WHAT IS NEEDED:
Pick out every line in the data below that contains the string "shoe", and copy each one. Case counts.

(Pointing dataset records)
....

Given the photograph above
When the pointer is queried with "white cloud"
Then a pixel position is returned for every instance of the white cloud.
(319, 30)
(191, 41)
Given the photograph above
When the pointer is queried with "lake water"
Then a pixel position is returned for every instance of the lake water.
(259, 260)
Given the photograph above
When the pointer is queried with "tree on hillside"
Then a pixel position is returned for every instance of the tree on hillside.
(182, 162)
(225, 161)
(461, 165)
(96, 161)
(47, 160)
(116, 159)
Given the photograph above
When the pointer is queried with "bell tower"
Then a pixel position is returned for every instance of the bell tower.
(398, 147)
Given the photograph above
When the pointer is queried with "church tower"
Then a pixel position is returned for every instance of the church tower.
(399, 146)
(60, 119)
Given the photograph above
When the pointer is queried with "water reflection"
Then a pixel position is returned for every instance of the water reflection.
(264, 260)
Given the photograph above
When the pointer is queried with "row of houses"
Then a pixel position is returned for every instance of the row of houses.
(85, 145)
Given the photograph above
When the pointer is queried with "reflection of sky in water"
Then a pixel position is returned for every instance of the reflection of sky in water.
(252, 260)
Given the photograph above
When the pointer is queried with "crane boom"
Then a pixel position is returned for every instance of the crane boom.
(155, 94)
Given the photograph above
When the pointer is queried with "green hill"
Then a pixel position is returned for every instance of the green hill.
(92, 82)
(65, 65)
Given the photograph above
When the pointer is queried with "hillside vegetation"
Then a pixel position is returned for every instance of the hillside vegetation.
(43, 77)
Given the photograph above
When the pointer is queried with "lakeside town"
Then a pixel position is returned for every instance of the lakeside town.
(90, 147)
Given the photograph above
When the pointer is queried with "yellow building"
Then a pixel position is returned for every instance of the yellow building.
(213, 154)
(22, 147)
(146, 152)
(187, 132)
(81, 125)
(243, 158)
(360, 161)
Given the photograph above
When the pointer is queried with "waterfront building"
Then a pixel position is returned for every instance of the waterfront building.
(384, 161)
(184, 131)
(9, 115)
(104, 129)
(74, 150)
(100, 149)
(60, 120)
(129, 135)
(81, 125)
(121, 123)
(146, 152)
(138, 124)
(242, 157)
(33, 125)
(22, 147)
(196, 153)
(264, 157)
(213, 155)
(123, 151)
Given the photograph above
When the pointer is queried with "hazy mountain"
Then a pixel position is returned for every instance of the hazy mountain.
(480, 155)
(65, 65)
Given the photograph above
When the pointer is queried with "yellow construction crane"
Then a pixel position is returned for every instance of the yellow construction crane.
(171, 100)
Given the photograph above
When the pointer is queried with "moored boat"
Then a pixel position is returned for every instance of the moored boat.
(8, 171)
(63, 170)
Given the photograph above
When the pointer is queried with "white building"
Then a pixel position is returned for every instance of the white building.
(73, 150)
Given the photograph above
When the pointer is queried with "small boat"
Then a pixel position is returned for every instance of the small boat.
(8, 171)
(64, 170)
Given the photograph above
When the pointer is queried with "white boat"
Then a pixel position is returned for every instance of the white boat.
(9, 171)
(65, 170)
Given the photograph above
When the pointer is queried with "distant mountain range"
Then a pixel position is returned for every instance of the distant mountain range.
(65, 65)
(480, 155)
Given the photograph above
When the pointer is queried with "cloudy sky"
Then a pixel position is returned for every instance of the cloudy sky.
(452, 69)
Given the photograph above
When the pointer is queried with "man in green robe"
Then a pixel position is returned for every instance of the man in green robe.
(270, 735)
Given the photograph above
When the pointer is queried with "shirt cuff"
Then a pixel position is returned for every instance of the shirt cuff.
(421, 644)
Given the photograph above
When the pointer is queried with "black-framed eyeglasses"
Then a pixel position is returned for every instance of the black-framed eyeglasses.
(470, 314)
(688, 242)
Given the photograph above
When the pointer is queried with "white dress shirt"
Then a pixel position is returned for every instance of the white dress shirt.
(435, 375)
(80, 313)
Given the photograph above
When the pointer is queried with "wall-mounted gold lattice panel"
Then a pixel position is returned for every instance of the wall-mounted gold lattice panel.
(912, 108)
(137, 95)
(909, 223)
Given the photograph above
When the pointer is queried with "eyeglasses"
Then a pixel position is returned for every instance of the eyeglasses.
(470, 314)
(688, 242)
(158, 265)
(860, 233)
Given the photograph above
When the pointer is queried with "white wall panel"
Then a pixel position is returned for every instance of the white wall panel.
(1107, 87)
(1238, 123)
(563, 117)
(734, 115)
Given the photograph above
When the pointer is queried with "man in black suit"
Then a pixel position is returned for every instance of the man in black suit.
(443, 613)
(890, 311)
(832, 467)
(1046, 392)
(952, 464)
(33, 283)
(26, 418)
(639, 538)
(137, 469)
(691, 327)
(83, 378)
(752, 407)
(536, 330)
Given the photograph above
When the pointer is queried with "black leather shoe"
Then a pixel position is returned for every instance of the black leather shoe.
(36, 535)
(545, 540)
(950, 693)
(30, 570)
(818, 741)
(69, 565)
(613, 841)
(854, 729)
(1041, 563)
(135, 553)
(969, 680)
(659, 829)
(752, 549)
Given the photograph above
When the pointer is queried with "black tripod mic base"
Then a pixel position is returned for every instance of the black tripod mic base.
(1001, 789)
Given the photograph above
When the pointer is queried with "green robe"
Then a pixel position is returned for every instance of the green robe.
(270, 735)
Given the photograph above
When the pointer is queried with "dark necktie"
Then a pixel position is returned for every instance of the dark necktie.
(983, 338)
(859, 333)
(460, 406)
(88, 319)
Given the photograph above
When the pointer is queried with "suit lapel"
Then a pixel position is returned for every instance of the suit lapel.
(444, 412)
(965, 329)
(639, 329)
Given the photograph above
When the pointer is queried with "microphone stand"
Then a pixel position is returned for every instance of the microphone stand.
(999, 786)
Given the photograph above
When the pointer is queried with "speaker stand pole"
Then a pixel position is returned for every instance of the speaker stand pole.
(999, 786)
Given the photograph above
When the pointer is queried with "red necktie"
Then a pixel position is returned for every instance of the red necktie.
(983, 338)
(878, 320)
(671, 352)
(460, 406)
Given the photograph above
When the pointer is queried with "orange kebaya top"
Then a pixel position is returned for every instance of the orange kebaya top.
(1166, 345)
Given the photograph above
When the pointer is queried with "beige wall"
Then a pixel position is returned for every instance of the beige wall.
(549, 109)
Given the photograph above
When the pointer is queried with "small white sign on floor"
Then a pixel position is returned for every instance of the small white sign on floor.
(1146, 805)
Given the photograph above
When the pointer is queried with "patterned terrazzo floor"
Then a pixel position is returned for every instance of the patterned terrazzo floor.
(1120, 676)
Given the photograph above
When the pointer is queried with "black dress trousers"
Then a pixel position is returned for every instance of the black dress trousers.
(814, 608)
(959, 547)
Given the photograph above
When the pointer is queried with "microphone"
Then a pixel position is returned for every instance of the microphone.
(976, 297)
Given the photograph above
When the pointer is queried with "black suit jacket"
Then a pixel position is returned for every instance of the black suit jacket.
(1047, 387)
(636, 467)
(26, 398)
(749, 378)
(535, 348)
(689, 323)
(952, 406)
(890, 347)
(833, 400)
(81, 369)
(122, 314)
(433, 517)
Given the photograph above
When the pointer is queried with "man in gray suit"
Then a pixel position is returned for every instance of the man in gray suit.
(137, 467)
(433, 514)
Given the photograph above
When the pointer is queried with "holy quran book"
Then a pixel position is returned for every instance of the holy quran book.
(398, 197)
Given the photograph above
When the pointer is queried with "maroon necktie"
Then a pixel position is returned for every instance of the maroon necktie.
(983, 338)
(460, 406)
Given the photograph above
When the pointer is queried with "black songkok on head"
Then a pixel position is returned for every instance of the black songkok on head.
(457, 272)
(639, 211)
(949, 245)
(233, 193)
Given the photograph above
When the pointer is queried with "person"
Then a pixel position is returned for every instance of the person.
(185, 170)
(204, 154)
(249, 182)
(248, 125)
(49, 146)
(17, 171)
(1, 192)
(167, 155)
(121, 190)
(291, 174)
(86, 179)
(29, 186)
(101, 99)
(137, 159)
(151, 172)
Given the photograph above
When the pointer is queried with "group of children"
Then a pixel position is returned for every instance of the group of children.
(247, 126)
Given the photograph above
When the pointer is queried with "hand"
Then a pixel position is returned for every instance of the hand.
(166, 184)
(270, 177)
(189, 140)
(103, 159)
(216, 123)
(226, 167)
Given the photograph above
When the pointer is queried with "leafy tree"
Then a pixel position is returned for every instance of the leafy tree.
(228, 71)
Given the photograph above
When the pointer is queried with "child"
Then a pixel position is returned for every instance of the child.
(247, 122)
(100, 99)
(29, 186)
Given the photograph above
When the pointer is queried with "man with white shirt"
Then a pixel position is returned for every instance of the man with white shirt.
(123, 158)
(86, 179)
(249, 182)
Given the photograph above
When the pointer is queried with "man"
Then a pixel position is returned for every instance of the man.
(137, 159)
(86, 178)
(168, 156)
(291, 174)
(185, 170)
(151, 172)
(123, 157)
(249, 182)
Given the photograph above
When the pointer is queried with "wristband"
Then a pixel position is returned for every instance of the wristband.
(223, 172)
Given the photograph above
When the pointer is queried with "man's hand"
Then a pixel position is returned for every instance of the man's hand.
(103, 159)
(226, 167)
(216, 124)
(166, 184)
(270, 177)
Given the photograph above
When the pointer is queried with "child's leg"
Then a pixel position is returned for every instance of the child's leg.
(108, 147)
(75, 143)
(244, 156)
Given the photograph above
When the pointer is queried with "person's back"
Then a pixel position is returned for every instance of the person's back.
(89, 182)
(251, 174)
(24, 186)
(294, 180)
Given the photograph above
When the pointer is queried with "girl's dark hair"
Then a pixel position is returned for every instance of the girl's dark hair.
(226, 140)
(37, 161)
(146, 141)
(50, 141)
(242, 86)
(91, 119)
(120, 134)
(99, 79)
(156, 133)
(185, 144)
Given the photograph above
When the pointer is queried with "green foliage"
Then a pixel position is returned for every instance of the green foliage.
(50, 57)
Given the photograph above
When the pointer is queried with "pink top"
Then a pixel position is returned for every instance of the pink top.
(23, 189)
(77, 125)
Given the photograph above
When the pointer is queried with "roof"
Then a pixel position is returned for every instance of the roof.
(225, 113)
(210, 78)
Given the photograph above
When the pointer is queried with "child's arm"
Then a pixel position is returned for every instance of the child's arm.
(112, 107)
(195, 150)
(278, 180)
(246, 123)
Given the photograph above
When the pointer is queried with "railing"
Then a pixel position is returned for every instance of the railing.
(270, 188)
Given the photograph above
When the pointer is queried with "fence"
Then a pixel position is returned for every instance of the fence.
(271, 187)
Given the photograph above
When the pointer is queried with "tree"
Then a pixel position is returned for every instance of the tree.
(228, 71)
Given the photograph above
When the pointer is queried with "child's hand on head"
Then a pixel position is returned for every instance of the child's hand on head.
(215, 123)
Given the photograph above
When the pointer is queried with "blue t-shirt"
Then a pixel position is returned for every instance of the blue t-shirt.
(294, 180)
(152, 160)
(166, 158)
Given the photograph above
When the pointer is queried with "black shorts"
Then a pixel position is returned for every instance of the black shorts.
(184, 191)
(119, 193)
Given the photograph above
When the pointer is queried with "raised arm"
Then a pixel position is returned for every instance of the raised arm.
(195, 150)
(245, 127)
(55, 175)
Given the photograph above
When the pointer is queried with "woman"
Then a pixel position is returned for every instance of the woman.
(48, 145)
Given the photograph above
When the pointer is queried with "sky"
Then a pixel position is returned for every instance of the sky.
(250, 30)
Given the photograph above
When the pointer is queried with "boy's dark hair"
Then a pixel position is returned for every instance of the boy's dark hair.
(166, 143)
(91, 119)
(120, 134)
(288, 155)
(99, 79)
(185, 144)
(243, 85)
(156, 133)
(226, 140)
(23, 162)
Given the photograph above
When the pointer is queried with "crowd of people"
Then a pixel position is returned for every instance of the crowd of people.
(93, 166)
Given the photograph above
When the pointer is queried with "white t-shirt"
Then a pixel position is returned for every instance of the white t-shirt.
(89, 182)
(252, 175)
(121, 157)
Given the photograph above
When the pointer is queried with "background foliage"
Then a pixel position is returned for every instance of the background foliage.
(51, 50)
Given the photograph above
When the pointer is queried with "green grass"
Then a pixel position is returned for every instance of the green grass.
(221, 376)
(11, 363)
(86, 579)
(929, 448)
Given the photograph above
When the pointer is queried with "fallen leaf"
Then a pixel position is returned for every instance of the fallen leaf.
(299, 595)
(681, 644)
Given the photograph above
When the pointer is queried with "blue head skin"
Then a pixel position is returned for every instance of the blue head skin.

....

TASK RESPONSE:
When the pointer is queried with "black leather shoe"
Then a pixel position is returned for every instance of the black leather shoe.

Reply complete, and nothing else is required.